= YOUR OBJECTIVE =
Copy from the line containing "query (the phrase naming what to segment): lamb's head" through the line containing "Return the outline of every instance of the lamb's head" in the material below, reproducing both of those lines and everything between them without change.

= MATERIAL PROVIDED =
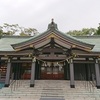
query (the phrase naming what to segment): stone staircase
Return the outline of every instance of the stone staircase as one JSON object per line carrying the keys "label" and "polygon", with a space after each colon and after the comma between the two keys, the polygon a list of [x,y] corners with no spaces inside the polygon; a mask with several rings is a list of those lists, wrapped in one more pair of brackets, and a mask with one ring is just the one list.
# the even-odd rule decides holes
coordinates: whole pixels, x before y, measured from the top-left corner
{"label": "stone staircase", "polygon": [[0,100],[100,100],[100,90],[84,81],[70,88],[67,80],[35,80],[34,87],[29,80],[18,80],[0,89]]}

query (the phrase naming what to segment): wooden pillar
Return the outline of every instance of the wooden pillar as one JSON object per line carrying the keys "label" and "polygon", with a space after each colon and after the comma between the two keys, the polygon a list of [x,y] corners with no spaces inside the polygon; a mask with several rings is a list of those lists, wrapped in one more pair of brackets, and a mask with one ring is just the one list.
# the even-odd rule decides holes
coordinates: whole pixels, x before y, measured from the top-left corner
{"label": "wooden pillar", "polygon": [[75,88],[73,59],[70,59],[70,87]]}
{"label": "wooden pillar", "polygon": [[32,58],[30,87],[34,87],[35,85],[35,62],[36,59]]}
{"label": "wooden pillar", "polygon": [[98,89],[100,89],[100,72],[99,72],[98,59],[95,59],[95,73],[96,73],[96,86]]}
{"label": "wooden pillar", "polygon": [[11,72],[11,59],[8,59],[7,62],[7,72],[6,72],[6,79],[5,79],[5,87],[10,85],[10,72]]}

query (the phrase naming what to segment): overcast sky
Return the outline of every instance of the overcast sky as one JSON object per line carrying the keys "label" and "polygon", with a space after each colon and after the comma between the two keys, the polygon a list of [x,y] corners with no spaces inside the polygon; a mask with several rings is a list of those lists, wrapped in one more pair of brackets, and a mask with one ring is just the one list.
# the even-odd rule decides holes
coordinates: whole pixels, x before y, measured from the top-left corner
{"label": "overcast sky", "polygon": [[19,24],[41,33],[52,18],[62,32],[97,28],[100,0],[0,0],[0,25]]}

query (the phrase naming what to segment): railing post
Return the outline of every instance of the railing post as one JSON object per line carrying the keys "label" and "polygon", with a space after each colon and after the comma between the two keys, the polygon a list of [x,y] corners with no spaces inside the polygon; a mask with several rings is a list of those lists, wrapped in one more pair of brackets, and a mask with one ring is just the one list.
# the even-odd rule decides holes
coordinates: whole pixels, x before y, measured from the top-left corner
{"label": "railing post", "polygon": [[100,71],[98,59],[95,59],[96,87],[100,89]]}
{"label": "railing post", "polygon": [[35,84],[35,62],[36,58],[34,57],[32,58],[30,87],[34,87]]}
{"label": "railing post", "polygon": [[10,84],[10,70],[11,70],[11,59],[8,58],[5,87],[8,87]]}
{"label": "railing post", "polygon": [[70,59],[70,87],[75,88],[73,59]]}

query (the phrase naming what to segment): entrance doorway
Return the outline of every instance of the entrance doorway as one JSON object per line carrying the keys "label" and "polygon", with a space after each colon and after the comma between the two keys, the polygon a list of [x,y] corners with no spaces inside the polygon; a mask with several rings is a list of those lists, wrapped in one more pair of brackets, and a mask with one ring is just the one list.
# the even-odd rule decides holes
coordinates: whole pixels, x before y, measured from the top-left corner
{"label": "entrance doorway", "polygon": [[31,78],[31,63],[13,63],[12,68],[15,80]]}
{"label": "entrance doorway", "polygon": [[43,63],[41,66],[41,79],[61,80],[64,79],[64,66],[57,62]]}

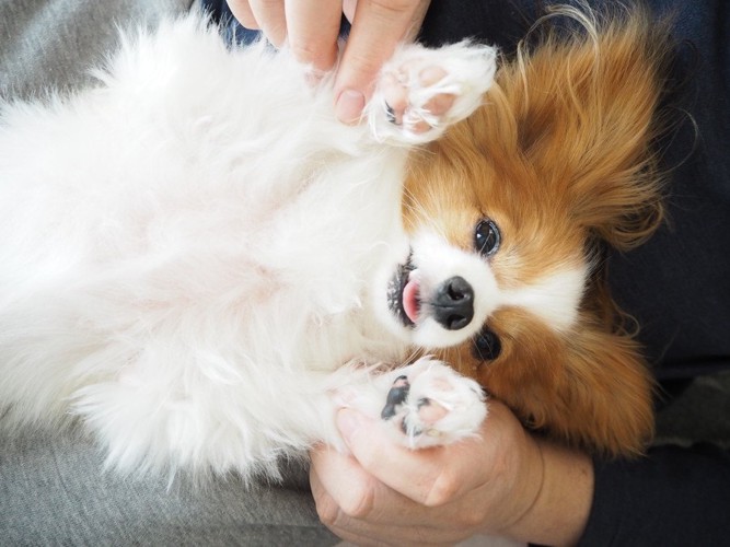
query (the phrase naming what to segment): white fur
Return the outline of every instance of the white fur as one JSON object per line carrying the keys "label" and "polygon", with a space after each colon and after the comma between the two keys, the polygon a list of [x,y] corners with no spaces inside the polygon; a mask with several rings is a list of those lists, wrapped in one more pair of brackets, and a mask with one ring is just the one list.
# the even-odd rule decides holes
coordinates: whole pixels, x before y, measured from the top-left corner
{"label": "white fur", "polygon": [[[485,47],[398,56],[480,59],[448,121],[494,73]],[[96,77],[2,109],[3,424],[77,418],[109,465],[173,475],[275,476],[277,457],[337,444],[332,394],[412,341],[371,302],[408,246],[414,139],[374,107],[343,126],[329,81],[309,86],[286,51],[228,49],[195,18],[127,37]]]}

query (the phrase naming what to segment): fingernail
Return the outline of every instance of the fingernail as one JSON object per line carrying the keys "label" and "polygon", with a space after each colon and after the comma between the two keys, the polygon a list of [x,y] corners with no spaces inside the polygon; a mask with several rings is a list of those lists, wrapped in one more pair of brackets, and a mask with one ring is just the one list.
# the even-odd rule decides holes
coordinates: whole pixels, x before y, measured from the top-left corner
{"label": "fingernail", "polygon": [[349,443],[352,433],[362,426],[360,414],[349,408],[343,408],[337,412],[337,429],[343,439]]}
{"label": "fingernail", "polygon": [[355,124],[364,108],[364,95],[359,91],[345,90],[337,97],[335,115],[344,124]]}

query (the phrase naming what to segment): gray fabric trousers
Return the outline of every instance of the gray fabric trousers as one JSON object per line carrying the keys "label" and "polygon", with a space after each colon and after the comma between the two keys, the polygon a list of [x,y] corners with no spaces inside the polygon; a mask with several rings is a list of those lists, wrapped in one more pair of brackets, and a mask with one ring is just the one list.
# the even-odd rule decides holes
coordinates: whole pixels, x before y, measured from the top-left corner
{"label": "gray fabric trousers", "polygon": [[[0,0],[0,97],[74,89],[114,49],[118,27],[152,25],[192,0]],[[2,382],[2,379],[0,379]],[[0,417],[1,418],[1,417]],[[306,469],[281,486],[235,477],[120,478],[80,433],[0,431],[0,545],[313,545],[320,522]]]}

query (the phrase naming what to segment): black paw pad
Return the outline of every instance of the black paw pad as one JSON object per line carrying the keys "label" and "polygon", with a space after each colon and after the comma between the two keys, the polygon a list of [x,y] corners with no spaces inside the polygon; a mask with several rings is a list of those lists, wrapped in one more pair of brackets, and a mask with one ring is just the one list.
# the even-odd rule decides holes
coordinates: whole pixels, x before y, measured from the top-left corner
{"label": "black paw pad", "polygon": [[393,382],[393,387],[387,392],[387,397],[385,397],[385,406],[380,412],[380,417],[383,420],[390,420],[393,418],[397,411],[396,407],[403,405],[408,398],[408,392],[410,391],[410,383],[408,382],[407,376],[398,376]]}
{"label": "black paw pad", "polygon": [[387,103],[385,103],[385,117],[387,118],[387,120],[389,120],[391,124],[396,125],[396,126],[399,125],[399,124],[398,124],[398,118],[395,116],[395,110],[394,110],[393,107],[392,107],[390,104],[387,104]]}

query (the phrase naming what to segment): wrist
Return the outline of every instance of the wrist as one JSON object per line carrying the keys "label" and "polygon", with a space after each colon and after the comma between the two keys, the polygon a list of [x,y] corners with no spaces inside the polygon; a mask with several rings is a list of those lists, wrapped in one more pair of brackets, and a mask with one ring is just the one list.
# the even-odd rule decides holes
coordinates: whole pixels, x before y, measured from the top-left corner
{"label": "wrist", "polygon": [[[541,545],[576,545],[593,501],[593,463],[579,451],[531,438],[533,481],[520,516],[505,532],[510,537]],[[529,487],[525,487],[529,490]]]}

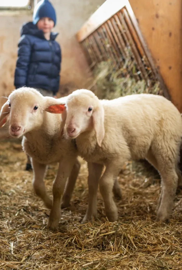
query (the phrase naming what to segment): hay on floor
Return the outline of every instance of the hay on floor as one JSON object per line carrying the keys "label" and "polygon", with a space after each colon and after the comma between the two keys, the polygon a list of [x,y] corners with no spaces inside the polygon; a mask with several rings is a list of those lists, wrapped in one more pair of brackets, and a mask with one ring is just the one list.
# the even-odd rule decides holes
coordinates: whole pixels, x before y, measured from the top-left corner
{"label": "hay on floor", "polygon": [[[128,162],[119,177],[118,221],[107,221],[98,191],[100,220],[82,225],[88,196],[86,165],[81,160],[71,206],[62,210],[58,230],[52,232],[46,228],[49,210],[32,191],[32,173],[24,170],[21,145],[0,142],[0,269],[181,269],[181,195],[171,223],[159,225],[160,181]],[[57,167],[49,166],[45,178],[50,194]]]}

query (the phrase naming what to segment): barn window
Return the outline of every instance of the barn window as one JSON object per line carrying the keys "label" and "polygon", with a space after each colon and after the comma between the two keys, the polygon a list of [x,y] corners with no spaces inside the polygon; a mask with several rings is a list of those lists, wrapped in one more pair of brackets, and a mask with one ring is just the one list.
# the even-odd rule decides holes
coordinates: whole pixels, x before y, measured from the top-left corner
{"label": "barn window", "polygon": [[0,0],[0,9],[31,9],[37,2],[36,0]]}

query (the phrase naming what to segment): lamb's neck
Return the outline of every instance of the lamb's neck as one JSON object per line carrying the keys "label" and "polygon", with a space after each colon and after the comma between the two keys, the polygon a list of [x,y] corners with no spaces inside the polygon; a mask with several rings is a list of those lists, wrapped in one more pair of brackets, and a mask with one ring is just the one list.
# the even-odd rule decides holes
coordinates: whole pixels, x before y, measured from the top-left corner
{"label": "lamb's neck", "polygon": [[97,145],[95,130],[82,133],[76,138],[76,141],[78,150],[83,157],[92,155]]}
{"label": "lamb's neck", "polygon": [[37,127],[27,132],[25,136],[28,141],[39,141],[45,136],[52,140],[61,136],[63,128],[61,115],[51,114],[45,112],[42,122]]}

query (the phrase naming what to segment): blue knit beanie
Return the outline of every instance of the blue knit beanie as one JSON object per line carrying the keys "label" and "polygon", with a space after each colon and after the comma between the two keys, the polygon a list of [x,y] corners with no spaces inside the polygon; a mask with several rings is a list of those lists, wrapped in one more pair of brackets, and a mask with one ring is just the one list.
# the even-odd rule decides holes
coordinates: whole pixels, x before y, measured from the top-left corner
{"label": "blue knit beanie", "polygon": [[41,0],[35,6],[33,16],[33,23],[36,24],[38,21],[43,17],[48,17],[52,20],[55,26],[56,15],[55,10],[48,0]]}

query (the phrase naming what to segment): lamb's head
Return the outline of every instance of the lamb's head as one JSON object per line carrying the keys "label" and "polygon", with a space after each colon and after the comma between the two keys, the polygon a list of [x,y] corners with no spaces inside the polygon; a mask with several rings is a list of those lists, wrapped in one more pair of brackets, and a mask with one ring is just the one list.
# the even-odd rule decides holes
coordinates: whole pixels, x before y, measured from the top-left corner
{"label": "lamb's head", "polygon": [[79,89],[68,96],[66,105],[65,125],[69,136],[74,139],[94,129],[101,146],[104,135],[104,113],[98,98],[91,91]]}
{"label": "lamb's head", "polygon": [[62,104],[59,104],[59,100],[44,97],[33,88],[22,87],[13,91],[2,107],[0,127],[4,125],[9,117],[9,134],[19,138],[41,126],[44,111],[61,113],[65,109]]}

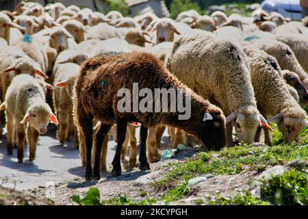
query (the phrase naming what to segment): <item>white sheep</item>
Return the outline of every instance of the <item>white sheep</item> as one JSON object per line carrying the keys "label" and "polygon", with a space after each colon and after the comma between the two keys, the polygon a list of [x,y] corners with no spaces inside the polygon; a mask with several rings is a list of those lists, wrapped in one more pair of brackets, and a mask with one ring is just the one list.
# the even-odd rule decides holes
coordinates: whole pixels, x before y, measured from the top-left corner
{"label": "white sheep", "polygon": [[77,43],[79,43],[85,40],[86,30],[79,21],[75,20],[66,21],[63,23],[63,27],[74,37]]}
{"label": "white sheep", "polygon": [[61,144],[69,141],[74,132],[73,120],[73,90],[80,66],[75,63],[57,64],[53,81],[53,108],[59,125],[57,138]]}
{"label": "white sheep", "polygon": [[1,98],[3,100],[6,90],[13,77],[20,74],[29,74],[35,77],[36,74],[47,77],[40,65],[27,55],[17,47],[7,47],[0,51],[0,78],[1,82]]}
{"label": "white sheep", "polygon": [[[38,82],[29,75],[22,74],[12,81],[5,95],[8,154],[13,152],[15,129],[17,133],[17,158],[23,160],[25,138],[29,148],[29,160],[36,158],[38,136],[47,130],[49,120],[57,124],[57,118],[45,102],[44,92]],[[26,130],[26,123],[28,123]]]}
{"label": "white sheep", "polygon": [[[286,144],[296,140],[298,133],[307,125],[307,114],[290,95],[281,77],[281,72],[274,57],[247,44],[242,47],[251,67],[251,82],[255,90],[258,109],[268,123],[277,122]],[[271,145],[270,138],[265,130],[266,143]],[[259,133],[256,141],[259,140]]]}
{"label": "white sheep", "polygon": [[8,44],[10,44],[10,35],[12,35],[10,32],[12,29],[12,27],[16,27],[21,31],[25,29],[18,24],[12,22],[8,15],[0,12],[0,38],[5,39],[8,42]]}
{"label": "white sheep", "polygon": [[291,48],[287,44],[271,39],[259,39],[253,42],[253,45],[274,56],[283,70],[296,73],[306,89],[308,89],[308,75],[298,63]]}
{"label": "white sheep", "polygon": [[233,144],[233,122],[239,141],[246,143],[253,142],[260,125],[270,128],[257,109],[248,63],[238,45],[199,31],[175,41],[165,64],[190,88],[229,115],[227,145]]}
{"label": "white sheep", "polygon": [[121,35],[116,27],[103,23],[91,27],[88,29],[88,34],[86,36],[88,40],[104,40],[112,38],[121,38]]}

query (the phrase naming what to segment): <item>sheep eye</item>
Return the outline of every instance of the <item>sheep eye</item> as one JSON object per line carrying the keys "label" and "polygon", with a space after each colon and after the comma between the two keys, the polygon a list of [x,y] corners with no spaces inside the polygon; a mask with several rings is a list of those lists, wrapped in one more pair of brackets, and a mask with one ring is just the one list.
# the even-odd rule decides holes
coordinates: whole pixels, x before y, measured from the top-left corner
{"label": "sheep eye", "polygon": [[219,123],[218,122],[214,122],[213,126],[214,127],[214,128],[219,128],[220,127],[220,123]]}

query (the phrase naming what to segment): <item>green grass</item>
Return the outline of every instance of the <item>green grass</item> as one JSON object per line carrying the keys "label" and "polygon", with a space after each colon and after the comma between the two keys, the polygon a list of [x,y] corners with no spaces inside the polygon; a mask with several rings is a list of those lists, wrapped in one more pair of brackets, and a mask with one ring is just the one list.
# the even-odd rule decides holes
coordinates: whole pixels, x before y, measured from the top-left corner
{"label": "green grass", "polygon": [[184,163],[175,164],[175,168],[163,179],[154,182],[157,189],[172,188],[175,181],[188,181],[203,174],[235,175],[244,169],[259,171],[294,159],[308,159],[308,146],[279,144],[272,147],[251,145],[225,148],[215,156],[213,152],[199,153]]}
{"label": "green grass", "polygon": [[[165,192],[165,195],[160,198],[146,197],[146,192],[140,190],[140,196],[144,198],[141,201],[133,201],[125,194],[121,194],[100,201],[99,190],[91,188],[84,198],[74,196],[73,199],[79,205],[167,205],[185,198],[191,192],[188,186],[188,180],[204,174],[235,175],[249,169],[261,172],[276,165],[285,164],[290,161],[308,159],[308,145],[301,146],[296,142],[290,145],[284,144],[277,126],[274,124],[271,124],[271,126],[274,129],[271,133],[273,146],[238,145],[224,148],[218,152],[199,152],[183,162],[168,164],[165,168],[171,168],[172,170],[162,179],[150,185]],[[301,132],[303,142],[307,142],[307,132],[308,128]],[[268,205],[269,202],[272,204],[308,205],[307,180],[304,175],[306,176],[298,170],[292,170],[264,181],[262,192],[265,201],[256,199],[248,192],[241,192],[233,196],[220,197],[216,195],[214,198],[207,202],[203,200],[196,200],[195,202],[199,205]],[[279,196],[279,192],[283,194],[283,198],[281,194]]]}
{"label": "green grass", "polygon": [[307,172],[296,170],[285,172],[264,180],[261,198],[275,205],[308,205]]}
{"label": "green grass", "polygon": [[268,205],[270,203],[258,200],[251,195],[250,192],[237,192],[234,196],[220,197],[212,196],[209,201],[202,201],[208,205]]}

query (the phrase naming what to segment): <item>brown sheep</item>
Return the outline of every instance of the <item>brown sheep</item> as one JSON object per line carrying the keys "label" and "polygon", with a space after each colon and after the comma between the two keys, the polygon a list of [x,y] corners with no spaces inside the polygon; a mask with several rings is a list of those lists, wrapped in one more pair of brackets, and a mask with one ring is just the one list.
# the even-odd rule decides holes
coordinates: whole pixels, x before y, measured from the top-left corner
{"label": "brown sheep", "polygon": [[[220,149],[224,146],[225,118],[222,111],[204,100],[170,73],[164,63],[147,53],[131,53],[118,55],[97,56],[86,61],[76,81],[76,114],[85,136],[86,146],[86,179],[100,178],[100,159],[103,139],[113,124],[117,124],[118,144],[112,162],[112,175],[121,174],[120,154],[128,123],[139,122],[141,149],[139,160],[142,170],[149,169],[146,141],[148,127],[159,124],[179,127],[201,139],[207,146]],[[102,83],[102,82],[104,82]],[[122,88],[131,91],[133,83],[141,88],[179,89],[191,98],[191,116],[179,120],[179,112],[123,112],[117,109],[117,95]],[[185,100],[186,100],[185,98]],[[161,101],[153,103],[160,104]],[[95,157],[93,172],[91,152],[93,142],[93,118],[101,125],[95,135]]]}

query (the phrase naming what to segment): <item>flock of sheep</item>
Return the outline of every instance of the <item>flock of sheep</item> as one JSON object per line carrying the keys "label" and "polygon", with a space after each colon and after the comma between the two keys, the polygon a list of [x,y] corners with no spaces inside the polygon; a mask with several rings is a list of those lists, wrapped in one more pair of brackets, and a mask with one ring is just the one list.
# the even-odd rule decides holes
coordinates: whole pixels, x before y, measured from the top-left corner
{"label": "flock of sheep", "polygon": [[[308,104],[308,18],[290,21],[260,9],[251,16],[190,10],[173,21],[31,2],[0,12],[8,154],[16,145],[23,162],[26,139],[33,161],[49,121],[61,144],[74,135],[86,179],[99,179],[106,169],[112,135],[118,143],[112,175],[121,174],[129,143],[129,164],[136,166],[138,127],[141,170],[159,159],[166,127],[174,147],[192,141],[216,150],[231,146],[233,127],[239,142],[259,142],[263,129],[270,145],[272,122],[285,143],[296,140],[308,125],[302,108]],[[133,83],[190,94],[191,117],[119,113],[117,92]]]}

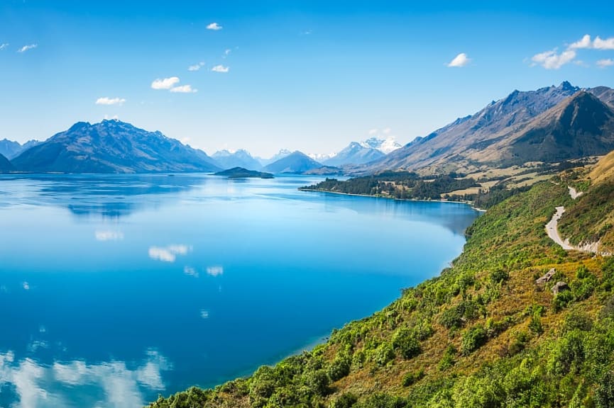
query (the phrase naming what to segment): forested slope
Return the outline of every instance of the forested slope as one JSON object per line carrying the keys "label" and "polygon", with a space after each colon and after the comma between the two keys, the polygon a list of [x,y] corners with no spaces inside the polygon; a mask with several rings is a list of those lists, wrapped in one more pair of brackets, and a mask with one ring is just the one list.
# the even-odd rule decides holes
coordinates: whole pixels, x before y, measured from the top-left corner
{"label": "forested slope", "polygon": [[538,183],[479,217],[441,276],[326,344],[151,407],[611,407],[614,259],[544,228],[572,205],[564,184]]}

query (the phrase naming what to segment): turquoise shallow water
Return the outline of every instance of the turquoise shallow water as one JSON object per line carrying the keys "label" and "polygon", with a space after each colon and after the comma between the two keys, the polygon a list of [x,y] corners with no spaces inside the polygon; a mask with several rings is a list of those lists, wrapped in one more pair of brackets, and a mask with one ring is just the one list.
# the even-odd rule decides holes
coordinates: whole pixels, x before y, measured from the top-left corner
{"label": "turquoise shallow water", "polygon": [[319,180],[0,176],[0,406],[246,375],[438,274],[477,216],[297,190]]}

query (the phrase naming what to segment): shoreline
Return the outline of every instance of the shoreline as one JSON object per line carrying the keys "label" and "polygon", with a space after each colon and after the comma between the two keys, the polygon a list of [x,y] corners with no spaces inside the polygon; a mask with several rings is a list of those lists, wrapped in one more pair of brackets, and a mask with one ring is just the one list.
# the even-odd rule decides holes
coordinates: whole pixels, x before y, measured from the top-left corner
{"label": "shoreline", "polygon": [[389,197],[385,196],[373,196],[371,194],[355,194],[352,193],[341,193],[339,191],[328,191],[327,190],[316,190],[314,188],[303,188],[302,187],[299,187],[298,188],[300,191],[313,191],[316,193],[328,193],[329,194],[340,194],[341,196],[354,196],[356,197],[371,197],[372,198],[385,198],[386,200],[395,200],[396,201],[417,201],[421,203],[453,203],[455,204],[466,204],[469,205],[471,208],[475,210],[476,211],[479,211],[480,212],[486,212],[486,210],[483,210],[482,208],[478,208],[473,205],[471,201],[453,201],[451,200],[420,200],[418,198],[397,198],[396,197]]}

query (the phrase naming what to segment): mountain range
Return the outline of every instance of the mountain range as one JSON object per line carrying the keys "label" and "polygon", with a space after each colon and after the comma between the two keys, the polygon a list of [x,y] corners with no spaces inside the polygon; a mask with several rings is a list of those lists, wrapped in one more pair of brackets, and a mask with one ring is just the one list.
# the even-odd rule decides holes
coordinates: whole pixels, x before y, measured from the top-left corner
{"label": "mountain range", "polygon": [[210,157],[160,132],[116,120],[77,123],[42,142],[21,145],[4,140],[0,148],[12,166],[3,161],[2,171],[144,173],[242,167],[272,173],[338,174],[342,167],[346,174],[398,169],[471,174],[608,153],[614,149],[614,90],[581,89],[567,81],[536,91],[517,90],[400,148],[393,139],[372,137],[352,142],[322,163],[287,150],[269,159],[243,149],[222,150]]}
{"label": "mountain range", "polygon": [[0,172],[11,171],[13,169],[13,165],[11,164],[11,162],[9,162],[6,157],[0,154]]}
{"label": "mountain range", "polygon": [[11,161],[18,171],[146,173],[219,170],[204,152],[116,120],[80,122]]}
{"label": "mountain range", "polygon": [[269,173],[304,173],[309,170],[319,169],[322,165],[299,151],[293,152],[287,156],[273,162],[263,168],[263,171]]}
{"label": "mountain range", "polygon": [[377,160],[385,156],[380,150],[365,146],[356,142],[349,145],[322,164],[327,166],[344,166],[346,164],[363,164]]}
{"label": "mountain range", "polygon": [[211,157],[221,169],[241,167],[248,170],[260,170],[263,166],[258,160],[254,159],[247,150],[243,149],[232,152],[228,150],[219,150],[212,154]]}
{"label": "mountain range", "polygon": [[614,149],[613,94],[605,86],[582,90],[566,81],[537,91],[514,91],[359,171],[468,173],[605,154]]}
{"label": "mountain range", "polygon": [[38,140],[28,140],[23,144],[8,139],[0,140],[0,154],[11,160],[18,156],[22,152],[40,143]]}

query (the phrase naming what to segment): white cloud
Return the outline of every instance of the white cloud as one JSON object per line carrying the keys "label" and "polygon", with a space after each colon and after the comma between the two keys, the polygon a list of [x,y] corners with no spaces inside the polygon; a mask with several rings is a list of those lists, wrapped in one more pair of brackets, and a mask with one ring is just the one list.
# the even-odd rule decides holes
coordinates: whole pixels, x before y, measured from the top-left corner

= ANSWER TO THIS TASK =
query (the phrase naming what to segment): lamb's head
Return the outline of every instance of the lamb's head as one JSON object per line carrying the keys "label" and "polygon", with a space after each colon and after the comma between the two keys, the polygon a list of [x,y] corners with no spaces inside the polygon; a mask with several rings is a list of those lists, wrapped in one more pair of brackets, and a mask with one ring is just the one list.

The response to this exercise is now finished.